- Task material -
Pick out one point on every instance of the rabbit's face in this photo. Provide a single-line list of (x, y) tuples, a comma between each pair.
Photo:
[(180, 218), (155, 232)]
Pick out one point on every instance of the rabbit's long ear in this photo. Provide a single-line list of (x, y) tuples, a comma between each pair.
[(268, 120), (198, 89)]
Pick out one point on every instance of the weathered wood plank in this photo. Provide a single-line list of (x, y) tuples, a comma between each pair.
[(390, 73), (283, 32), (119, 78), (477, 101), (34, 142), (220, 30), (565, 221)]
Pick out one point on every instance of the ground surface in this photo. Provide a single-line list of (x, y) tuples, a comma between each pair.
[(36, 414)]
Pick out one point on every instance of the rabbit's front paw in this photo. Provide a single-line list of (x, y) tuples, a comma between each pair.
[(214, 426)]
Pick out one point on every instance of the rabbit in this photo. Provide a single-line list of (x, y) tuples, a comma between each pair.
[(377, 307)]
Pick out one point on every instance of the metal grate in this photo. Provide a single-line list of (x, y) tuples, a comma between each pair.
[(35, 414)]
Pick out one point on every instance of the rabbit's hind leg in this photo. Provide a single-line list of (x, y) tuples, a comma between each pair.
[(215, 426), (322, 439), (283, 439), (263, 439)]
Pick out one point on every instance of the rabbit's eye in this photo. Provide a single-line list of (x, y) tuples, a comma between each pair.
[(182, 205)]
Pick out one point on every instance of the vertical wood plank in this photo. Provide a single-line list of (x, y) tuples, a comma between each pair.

- What the exercise asks -
One exact transcript of the whole listing is the expected answer.

- Answer below -
Pick out one point on every instance of the rabbit's face in this photo. Provide a single-line list of (x, y) tuples, a comma between each pair.
Photo:
[(180, 218), (155, 232)]
Pick out one point on every instance of the rabbit's long ear in this photo. Provide a single-line list of (x, y) tuples, a comma between each pair.
[(268, 120), (198, 89)]
Pick out one point on every instance of the weathered wood plank in this photo. Provide a single-line list of (x, y) tuples, a comma between each pair.
[(390, 73), (283, 32), (119, 78), (477, 101), (34, 142), (220, 30), (565, 221)]
Pick out one point on every instance of the ground surface in this photo. Provide a single-line list of (x, y) tuples, a comma between each pair.
[(36, 414)]
Pick out one point on every instance of the rabbit's front paw in this photo. Provide a single-line list of (x, y) tuples, a comma between each pair.
[(214, 426)]
Pick out one point on every instance of the rabbit in this photo. Provide a single-line list of (x, y) tuples, a comma between each pair.
[(377, 307)]
Pick out one point on every instance of the metal grate in this photo. Provide a single-line list of (x, y) tuples, a comma between each pair.
[(35, 414)]
Pick out one point on every instance of the rabbit's hind leg in this photo. Provide a single-line list of (x, y) tuples, a comma between each pair.
[(215, 426), (322, 439), (283, 439), (263, 439)]
Pick out one point on every instance of the rabbit's eye in this photo. Provide a single-line list of (x, y) tuples, a comma between each pair.
[(182, 205)]
Pick out one point on every instance of the vertical wood plank in this photo. Provide a single-line list of (x, y) tuples, a comma between each pair.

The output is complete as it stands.